Data entries:
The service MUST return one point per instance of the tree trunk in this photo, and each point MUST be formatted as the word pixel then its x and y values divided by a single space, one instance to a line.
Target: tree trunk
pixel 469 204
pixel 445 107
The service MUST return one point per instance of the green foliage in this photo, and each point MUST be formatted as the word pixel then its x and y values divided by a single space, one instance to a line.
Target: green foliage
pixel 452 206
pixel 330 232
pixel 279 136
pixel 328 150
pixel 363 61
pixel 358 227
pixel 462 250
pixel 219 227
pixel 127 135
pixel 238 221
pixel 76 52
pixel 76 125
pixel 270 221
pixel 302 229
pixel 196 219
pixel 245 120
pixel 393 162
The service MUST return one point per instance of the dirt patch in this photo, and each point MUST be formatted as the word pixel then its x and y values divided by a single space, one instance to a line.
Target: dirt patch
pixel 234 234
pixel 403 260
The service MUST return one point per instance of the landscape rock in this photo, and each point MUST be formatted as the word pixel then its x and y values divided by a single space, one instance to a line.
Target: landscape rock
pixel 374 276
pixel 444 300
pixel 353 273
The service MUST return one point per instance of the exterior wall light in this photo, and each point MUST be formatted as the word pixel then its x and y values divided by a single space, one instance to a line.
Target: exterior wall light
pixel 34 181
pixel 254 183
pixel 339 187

---

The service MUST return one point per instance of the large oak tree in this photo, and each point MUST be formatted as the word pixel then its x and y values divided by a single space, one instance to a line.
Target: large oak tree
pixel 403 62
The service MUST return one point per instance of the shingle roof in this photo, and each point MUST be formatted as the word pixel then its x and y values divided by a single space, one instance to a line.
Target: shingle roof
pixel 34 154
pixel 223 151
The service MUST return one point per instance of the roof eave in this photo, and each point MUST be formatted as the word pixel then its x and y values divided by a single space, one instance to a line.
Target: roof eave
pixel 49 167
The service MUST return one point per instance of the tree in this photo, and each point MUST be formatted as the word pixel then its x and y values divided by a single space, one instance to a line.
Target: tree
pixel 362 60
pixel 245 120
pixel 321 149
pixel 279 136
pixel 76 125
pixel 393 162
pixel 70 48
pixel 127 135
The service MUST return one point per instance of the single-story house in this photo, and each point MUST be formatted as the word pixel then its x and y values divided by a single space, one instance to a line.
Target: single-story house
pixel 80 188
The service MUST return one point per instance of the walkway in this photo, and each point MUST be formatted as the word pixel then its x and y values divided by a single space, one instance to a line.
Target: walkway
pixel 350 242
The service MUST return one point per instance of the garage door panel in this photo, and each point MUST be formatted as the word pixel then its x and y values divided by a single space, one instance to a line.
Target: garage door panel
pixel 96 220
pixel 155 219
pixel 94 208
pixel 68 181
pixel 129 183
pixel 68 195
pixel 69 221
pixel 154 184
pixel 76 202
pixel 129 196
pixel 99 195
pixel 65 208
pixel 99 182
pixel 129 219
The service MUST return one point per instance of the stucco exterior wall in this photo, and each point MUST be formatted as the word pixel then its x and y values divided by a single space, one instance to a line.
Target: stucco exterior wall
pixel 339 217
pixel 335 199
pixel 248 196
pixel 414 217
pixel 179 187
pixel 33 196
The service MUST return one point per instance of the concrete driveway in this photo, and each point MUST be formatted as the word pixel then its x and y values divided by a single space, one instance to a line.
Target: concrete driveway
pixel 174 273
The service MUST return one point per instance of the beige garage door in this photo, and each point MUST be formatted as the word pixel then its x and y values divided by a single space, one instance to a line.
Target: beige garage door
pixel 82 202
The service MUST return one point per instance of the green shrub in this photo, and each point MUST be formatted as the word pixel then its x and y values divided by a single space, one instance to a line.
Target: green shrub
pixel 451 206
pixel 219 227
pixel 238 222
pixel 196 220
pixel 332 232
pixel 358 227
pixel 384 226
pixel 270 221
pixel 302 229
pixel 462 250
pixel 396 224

---

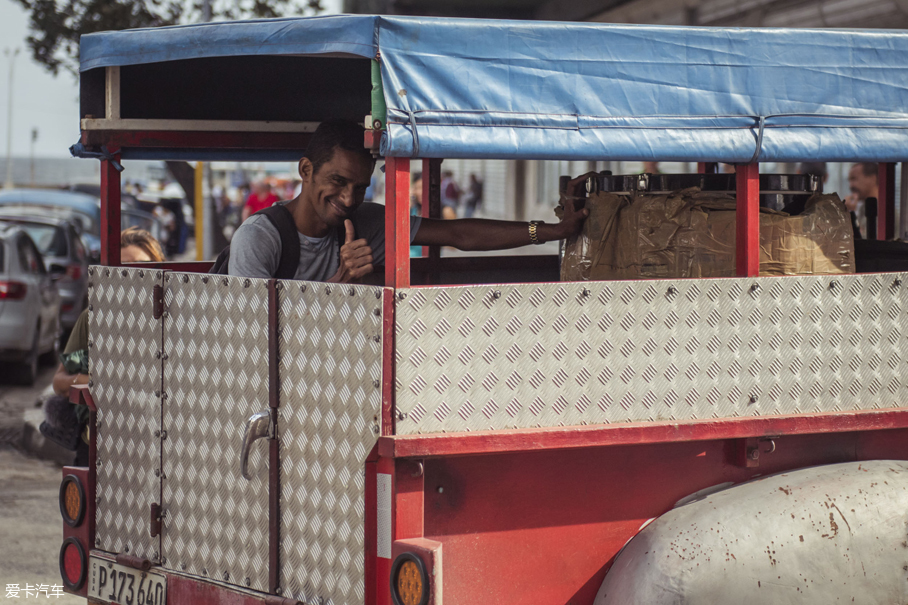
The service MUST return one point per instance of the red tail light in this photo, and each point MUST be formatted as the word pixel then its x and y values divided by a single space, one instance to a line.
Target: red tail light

Stated task: Reproduce verbatim the lines of the listing above, from the line with "the tree trunk" up to and including the line with "pixel 339 187".

Final answer:
The service MUST return one point per instance of the tree trunk in this photo, and each point MUST be formatted as the word pixel then its x and y values divided by a single space, one instance to a line.
Target: tree trunk
pixel 469 204
pixel 445 107
The service MUST return one point per instance of the green foliage in this photo, and each point MUST be formatted as the word pixel then its x and y values divided by a single space, one instance to a line.
Target: green foliage
pixel 452 206
pixel 330 232
pixel 279 136
pixel 328 150
pixel 363 61
pixel 358 227
pixel 462 250
pixel 219 227
pixel 127 135
pixel 238 221
pixel 76 52
pixel 76 125
pixel 270 221
pixel 302 229
pixel 196 219
pixel 245 120
pixel 393 162
The service MUST return one point per instance of the dirt patch in this photo, and each point MUST be formatted as the word pixel then its x and y values divided by a single space, one instance to a line.
Target: dirt patch
pixel 234 234
pixel 403 260
The service MUST return one point per instance of the landscape rock in this photo, and each point MUST be formatted as the word pixel then its x and y values divided by a single space, one instance to a line.
Target: landscape rock
pixel 374 276
pixel 444 300
pixel 353 273
The service MUST return one point per instance of the exterior wall light in this photo, and each point MUST be formatted as the word pixel then its x and y values divided by a single space, one instance to a line.
Target: exterior wall light
pixel 34 181
pixel 254 183
pixel 339 187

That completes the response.